» **Do this**
Rewrite the rows from the line containing "the rear cab" through the line containing "pixel 350 137", inclusive, with "rear cab window" replaced by "back cab window" and nothing else changed.

» **Provided material**

╔══

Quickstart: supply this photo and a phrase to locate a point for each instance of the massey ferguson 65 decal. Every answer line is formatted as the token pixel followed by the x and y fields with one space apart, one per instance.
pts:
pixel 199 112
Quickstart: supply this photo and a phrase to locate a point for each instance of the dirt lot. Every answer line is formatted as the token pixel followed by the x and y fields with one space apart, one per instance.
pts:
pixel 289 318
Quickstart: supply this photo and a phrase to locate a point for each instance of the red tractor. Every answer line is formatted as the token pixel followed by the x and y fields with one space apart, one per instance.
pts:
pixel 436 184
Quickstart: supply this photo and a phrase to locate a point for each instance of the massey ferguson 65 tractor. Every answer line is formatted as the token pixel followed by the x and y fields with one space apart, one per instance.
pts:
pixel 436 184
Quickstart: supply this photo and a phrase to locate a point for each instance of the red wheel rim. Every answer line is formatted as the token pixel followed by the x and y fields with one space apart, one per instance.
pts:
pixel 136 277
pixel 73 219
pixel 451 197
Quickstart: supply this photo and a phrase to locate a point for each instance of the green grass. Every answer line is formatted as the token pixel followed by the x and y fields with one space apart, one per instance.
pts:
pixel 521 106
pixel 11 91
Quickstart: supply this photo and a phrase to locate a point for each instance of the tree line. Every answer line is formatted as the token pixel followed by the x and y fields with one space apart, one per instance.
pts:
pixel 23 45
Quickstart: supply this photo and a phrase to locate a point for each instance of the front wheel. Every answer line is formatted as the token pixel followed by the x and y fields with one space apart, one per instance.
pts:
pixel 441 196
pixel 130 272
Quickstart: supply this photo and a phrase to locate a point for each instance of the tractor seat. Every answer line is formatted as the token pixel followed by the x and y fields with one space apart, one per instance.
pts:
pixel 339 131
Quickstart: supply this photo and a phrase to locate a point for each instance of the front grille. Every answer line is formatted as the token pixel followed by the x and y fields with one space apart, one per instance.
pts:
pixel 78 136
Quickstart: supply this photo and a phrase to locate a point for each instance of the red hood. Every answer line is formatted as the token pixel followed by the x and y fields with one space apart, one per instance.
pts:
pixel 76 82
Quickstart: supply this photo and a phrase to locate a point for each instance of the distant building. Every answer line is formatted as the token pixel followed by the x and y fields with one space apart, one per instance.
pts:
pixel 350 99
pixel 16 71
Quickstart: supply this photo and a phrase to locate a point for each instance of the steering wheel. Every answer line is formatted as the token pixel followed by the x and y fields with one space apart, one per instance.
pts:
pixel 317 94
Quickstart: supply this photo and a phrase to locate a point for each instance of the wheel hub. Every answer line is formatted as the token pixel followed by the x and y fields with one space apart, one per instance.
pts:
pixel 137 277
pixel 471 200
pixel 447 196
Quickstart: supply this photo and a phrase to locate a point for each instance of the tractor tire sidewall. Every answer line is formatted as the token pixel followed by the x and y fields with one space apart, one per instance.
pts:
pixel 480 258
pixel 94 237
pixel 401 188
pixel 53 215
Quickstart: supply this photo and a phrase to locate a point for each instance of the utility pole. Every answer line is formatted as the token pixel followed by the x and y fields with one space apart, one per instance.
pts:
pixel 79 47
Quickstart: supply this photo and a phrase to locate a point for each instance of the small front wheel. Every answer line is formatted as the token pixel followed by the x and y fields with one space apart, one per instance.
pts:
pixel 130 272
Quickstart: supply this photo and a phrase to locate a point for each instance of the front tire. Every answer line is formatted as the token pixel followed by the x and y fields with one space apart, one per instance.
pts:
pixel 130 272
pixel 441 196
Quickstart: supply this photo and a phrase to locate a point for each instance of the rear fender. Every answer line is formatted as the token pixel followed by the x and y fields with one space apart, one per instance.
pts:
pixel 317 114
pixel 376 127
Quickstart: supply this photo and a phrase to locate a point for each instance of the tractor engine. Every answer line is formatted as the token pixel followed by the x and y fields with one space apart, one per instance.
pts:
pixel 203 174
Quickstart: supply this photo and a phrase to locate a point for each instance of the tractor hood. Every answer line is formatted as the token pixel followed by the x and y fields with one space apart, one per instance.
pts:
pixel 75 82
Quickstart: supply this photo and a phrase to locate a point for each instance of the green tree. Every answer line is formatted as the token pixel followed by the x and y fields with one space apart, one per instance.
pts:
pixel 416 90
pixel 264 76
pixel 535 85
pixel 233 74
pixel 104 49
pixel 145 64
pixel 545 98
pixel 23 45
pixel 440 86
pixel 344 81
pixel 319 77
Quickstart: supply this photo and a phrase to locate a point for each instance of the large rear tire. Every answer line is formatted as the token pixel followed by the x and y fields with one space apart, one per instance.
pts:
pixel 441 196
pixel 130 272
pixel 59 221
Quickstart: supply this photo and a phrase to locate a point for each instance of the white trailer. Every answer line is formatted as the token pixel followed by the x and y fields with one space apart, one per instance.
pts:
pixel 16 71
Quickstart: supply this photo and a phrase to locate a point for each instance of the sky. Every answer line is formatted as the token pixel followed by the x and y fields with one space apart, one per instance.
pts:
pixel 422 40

╚══
╔══

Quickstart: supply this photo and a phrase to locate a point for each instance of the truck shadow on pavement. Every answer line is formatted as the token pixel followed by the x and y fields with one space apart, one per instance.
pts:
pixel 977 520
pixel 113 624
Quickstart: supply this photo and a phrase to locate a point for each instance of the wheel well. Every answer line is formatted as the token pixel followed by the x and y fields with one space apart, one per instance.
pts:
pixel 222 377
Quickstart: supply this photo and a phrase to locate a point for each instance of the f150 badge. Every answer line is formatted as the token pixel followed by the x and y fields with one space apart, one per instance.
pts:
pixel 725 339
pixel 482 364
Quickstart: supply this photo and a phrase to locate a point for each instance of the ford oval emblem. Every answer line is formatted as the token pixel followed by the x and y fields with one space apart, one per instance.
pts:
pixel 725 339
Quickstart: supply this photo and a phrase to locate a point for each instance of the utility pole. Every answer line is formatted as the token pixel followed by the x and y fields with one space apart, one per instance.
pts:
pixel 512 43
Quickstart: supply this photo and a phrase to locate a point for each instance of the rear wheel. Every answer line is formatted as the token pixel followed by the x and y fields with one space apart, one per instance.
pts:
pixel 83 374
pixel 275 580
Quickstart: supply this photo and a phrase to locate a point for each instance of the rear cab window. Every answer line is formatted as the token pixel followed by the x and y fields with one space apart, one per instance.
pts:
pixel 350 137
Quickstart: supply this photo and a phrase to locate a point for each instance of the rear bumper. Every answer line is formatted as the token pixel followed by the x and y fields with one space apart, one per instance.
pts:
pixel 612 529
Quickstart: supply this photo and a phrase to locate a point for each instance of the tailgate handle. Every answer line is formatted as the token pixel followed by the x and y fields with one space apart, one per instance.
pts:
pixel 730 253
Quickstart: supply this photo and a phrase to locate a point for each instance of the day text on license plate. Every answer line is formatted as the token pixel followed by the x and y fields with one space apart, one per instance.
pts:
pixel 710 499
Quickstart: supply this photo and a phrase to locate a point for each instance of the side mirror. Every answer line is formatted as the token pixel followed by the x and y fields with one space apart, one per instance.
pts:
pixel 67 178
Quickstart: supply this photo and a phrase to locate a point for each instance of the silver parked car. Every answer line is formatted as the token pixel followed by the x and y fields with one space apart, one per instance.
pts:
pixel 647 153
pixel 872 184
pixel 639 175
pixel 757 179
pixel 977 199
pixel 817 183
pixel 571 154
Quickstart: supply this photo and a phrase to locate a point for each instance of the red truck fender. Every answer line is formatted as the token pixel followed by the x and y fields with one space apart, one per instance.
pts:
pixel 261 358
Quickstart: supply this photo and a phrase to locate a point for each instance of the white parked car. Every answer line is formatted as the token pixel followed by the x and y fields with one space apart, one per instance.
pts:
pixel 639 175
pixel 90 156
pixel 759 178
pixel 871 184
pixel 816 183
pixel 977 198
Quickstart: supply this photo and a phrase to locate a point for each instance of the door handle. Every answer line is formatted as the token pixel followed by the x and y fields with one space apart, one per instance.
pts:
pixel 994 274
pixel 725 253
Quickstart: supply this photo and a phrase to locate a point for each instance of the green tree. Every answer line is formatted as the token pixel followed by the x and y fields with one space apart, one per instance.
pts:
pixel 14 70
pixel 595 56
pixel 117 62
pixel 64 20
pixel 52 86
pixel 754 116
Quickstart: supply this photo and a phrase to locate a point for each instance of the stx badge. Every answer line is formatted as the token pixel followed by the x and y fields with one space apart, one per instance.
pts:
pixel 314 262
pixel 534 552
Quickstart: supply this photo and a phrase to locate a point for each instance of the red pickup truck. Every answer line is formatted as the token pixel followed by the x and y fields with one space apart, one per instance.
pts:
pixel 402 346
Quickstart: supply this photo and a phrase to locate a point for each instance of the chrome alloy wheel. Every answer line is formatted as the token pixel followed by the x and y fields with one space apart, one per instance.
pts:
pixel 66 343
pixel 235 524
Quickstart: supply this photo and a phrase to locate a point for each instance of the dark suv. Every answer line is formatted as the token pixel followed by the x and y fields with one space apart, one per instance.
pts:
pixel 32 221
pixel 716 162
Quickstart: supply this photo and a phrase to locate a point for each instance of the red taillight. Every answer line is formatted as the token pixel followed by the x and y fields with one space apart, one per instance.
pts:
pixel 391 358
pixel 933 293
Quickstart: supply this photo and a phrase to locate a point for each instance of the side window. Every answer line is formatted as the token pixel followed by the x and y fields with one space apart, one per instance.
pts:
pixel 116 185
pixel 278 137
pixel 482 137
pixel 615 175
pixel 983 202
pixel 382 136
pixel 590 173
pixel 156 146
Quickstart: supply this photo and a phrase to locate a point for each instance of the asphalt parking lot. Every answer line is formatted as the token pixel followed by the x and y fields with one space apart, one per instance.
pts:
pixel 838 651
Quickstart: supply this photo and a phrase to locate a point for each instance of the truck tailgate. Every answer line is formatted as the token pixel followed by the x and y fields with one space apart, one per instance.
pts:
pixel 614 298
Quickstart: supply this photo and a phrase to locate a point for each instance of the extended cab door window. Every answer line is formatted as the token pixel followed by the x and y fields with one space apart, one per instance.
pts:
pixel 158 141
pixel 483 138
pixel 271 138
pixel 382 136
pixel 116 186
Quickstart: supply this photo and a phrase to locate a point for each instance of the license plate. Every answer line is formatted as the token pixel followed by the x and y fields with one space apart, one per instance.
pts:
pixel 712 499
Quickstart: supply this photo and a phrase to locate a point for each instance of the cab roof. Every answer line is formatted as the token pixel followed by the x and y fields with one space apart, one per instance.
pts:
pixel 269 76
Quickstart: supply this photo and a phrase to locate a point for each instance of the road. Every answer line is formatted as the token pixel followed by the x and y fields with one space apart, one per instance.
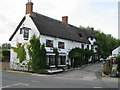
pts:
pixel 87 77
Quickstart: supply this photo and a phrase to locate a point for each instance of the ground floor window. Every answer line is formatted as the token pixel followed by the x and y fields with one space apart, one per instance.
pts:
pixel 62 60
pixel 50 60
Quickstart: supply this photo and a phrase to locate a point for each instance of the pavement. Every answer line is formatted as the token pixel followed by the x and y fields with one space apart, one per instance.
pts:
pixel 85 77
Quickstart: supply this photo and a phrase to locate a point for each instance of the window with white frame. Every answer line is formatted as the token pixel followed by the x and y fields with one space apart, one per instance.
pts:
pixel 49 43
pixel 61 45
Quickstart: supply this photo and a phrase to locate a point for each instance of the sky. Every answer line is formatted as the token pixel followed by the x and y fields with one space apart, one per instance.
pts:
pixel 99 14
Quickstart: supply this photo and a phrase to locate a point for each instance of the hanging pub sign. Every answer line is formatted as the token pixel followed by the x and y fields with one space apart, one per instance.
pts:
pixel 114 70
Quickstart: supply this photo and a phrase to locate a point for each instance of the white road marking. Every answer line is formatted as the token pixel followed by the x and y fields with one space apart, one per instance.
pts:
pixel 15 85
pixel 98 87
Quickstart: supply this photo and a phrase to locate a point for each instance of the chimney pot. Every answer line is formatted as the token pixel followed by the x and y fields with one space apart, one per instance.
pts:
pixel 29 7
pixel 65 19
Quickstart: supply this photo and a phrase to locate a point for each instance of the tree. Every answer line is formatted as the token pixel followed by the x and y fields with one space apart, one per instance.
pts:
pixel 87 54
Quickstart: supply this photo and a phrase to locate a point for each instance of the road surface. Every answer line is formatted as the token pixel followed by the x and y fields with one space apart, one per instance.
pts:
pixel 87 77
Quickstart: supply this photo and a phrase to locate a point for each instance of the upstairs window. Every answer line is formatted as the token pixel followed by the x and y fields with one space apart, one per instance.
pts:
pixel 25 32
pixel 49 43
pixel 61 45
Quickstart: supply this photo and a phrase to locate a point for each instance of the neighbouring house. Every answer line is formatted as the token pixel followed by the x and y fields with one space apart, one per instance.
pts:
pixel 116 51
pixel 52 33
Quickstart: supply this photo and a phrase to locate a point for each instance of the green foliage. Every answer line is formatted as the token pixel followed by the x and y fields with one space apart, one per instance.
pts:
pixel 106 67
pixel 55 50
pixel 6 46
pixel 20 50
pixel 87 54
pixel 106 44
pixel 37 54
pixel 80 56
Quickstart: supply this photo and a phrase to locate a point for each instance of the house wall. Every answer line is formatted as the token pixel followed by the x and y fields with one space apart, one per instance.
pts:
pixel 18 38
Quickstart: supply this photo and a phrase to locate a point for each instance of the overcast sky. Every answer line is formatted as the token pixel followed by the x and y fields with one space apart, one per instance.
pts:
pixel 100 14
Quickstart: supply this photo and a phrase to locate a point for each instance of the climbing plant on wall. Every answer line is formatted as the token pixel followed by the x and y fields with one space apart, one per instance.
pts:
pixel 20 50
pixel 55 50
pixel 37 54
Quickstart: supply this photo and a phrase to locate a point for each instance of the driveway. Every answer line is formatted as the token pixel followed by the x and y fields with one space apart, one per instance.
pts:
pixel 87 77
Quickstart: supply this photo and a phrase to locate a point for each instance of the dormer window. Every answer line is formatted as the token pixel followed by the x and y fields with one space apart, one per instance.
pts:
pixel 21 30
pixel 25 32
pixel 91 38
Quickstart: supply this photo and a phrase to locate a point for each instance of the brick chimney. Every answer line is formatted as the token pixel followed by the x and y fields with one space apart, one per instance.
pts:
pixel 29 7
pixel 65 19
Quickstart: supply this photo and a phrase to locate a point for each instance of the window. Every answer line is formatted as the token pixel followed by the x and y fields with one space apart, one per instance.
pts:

╚══
╔══

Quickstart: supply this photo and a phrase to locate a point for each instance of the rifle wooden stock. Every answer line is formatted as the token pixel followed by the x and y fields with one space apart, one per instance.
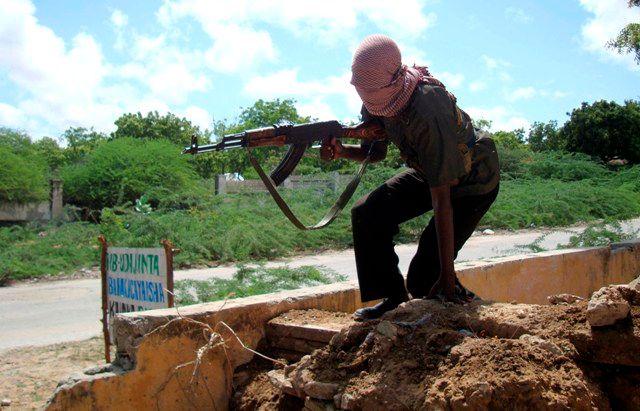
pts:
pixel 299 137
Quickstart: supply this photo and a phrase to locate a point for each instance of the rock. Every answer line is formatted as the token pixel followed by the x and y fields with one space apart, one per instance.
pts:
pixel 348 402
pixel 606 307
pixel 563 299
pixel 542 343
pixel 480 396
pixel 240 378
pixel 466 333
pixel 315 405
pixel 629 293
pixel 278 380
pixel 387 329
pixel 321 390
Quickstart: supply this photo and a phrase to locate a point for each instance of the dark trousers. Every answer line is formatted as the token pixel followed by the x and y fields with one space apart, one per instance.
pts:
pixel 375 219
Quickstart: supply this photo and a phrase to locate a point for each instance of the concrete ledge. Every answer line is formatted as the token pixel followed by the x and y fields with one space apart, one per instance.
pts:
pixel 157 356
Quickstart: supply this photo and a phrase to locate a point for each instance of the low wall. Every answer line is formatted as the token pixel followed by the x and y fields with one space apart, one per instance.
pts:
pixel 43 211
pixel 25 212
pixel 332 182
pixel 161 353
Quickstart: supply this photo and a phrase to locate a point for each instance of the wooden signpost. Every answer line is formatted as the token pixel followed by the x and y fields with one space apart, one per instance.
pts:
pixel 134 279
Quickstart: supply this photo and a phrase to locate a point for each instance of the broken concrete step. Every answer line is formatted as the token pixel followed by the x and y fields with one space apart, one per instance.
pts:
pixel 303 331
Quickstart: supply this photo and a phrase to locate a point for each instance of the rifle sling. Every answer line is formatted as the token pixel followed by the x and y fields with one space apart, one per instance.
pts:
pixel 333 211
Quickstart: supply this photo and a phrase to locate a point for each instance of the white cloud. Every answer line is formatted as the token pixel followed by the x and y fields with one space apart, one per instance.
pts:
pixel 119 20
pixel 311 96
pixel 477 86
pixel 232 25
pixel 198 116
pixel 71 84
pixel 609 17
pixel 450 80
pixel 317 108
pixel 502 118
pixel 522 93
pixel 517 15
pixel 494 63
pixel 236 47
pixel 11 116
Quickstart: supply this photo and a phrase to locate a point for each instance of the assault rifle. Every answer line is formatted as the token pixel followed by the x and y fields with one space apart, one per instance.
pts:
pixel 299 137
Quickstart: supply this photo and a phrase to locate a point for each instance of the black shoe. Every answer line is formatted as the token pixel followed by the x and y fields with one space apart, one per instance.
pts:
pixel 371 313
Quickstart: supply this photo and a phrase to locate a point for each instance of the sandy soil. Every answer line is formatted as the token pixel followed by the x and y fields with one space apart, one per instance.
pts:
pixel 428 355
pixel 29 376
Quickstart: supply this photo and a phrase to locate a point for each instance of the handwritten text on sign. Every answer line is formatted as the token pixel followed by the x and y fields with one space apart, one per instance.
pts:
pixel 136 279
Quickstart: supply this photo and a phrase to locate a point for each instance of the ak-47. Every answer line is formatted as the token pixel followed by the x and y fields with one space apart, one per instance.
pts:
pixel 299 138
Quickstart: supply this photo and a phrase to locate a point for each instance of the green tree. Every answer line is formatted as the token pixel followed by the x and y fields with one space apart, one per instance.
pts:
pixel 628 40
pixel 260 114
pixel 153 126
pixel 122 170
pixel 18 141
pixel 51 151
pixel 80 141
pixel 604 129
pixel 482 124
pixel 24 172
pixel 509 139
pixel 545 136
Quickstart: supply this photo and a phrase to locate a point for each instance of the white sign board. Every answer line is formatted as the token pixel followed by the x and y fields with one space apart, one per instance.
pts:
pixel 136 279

╚══

» **Task answer**
Quickstart: supply this photo and a phrase to locate a point for each instance of the back cab window. Every answer line is formatted as the token pixel followed by the x and y fields with one space apart, one per instance.
pts:
pixel 350 137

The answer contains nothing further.